Ejercicio propuesto a
Responde a estas preguntas según el fragmento del documento:
(i) ¿Qué dos mujeres cita el autor por ser paisanas suyas?
(ii) ¿Con qué sobrenombre se conoce a Catalina de Erauso?
(iii) ¿Cuántos años tenía Catalina en 1600?

Fragmento del documento
━━━━━━━━

Aún así, algunas mujeres excepcionales dejaron su nombre escrito en un mundo de hombres. Citaré dos de ellas, por ser paisanas principalmente, Isabel I de Castilla y Teresa de Cepeda y Ahumada –una reina y una monja–. La una quiso –y lo logró– “montar” tanto como su marido y ser reina única de Castilla (Fernando tan sólo fue regente de Castilla a su muerte) y la otra llevó a cabo una labor literaria y de fundaciones de conventos, “entrevistándose” sin intermediarios masculinos con el mismísimo Dios. Pero había que ser una mujer demasiado brillante o poderosa para jugar un papel fuera del ámbito anónimo doméstico, y esto no estaba al alcance de todas, ni siquiera de una minoría, sino de una excepcionalidad histórica.

Pero hubo un camino, andado por mujeres valerosas, que consistió en desarrollar un papel fuera del determinismo de su condición, que fue el ocupar un puesto de hombre, vestida de hombre y haciéndose pasar por hombre. Hubo mujeres anónimas que lo realizaron, sin duda, pero como era algo que iba en contra de las leyes sociales y de las normas religiosas, debemos suponer que la mayoría de los casos quedaran en el anonimato. Hubo mujeres que vivieron como hombres y como tal fueron enterradas, sin que nadie lo descubriera.

Aparte del mito medieval de la papisa Juana, la literatura ha tratado estos trasvestismos de forma prolija, por más que resulte anecdótico –saga de Martín Ojo de Plata, de Matilde Asensi, El Rey Transparente, de Rosa Montero, etc.–, pero hay un caso real, único por su importancia y que es totalmente histórico, como es el de Catalina de Erauso, la Monja Alférez, que vistió de hombre durante prácticamente toda su vida, dedicándose a tareas tan exclusivamente masculinas como las milicias.

                                     Catalina de Erauso, Juan van der Hamen, 1626

Catalina, con quince años en 1600, se cortó el cabello, se vistió de hombre y huyó del convento dominico de San Sebastián donde llevaba desde que cumplió los cuatro, y en donde su padre, importante militar de Felipe III, le había internado para darle una educación “apropiada” a su sexo. Pero Catalina era rebelde y pendenciera, rebelándose contra las convenciones sociales.

━━━━━━━━

Ejercicio propuesto b
Copia sin cambios las líneas de los registros comenzando en la que contiene "# trace the outline of every instance of the haze" y terminando en la que contiene "Outline every instance of the haze", ambas incluidas.

Datos de trabajo
━━━━━━━━

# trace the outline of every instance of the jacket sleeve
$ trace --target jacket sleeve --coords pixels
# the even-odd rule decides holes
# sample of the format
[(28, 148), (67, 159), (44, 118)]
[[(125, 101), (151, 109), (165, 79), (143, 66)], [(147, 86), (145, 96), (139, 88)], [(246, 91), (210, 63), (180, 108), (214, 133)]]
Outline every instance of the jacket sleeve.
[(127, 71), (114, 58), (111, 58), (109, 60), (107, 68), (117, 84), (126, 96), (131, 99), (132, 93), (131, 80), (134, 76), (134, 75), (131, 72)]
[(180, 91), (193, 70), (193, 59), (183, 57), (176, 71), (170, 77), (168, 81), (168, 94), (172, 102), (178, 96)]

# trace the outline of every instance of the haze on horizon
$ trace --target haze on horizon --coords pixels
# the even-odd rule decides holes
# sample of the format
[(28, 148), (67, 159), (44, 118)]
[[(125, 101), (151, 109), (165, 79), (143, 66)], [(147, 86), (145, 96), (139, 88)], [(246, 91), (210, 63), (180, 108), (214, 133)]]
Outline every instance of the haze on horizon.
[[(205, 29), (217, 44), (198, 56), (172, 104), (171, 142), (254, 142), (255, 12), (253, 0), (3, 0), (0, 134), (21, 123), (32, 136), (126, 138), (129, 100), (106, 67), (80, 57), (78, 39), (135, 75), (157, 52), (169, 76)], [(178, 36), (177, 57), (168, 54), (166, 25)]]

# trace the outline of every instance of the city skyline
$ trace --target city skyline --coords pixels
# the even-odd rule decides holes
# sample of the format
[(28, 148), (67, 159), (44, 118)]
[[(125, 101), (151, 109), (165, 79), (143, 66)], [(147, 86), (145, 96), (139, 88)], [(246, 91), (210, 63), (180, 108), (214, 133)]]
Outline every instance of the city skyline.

━━━━━━━━

Resultado esperado a
(i) Isabel I de Castilla y Teresa de Cepeda y Ahumada.
(ii) La Monja Alférez.
(iii) Quince años.

Resultado esperado b
# trace the outline of every instance of the haze on horizon
$ trace --target haze on horizon --coords pixels
# the even-odd rule decides holes
# sample of the format
[(28, 148), (67, 159), (44, 118)]
[[(125, 101), (151, 109), (165, 79), (143, 66)], [(147, 86), (145, 96), (139, 88)], [(246, 91), (210, 63), (180, 108), (214, 133)]]
Outline every instance of the haze on horizon.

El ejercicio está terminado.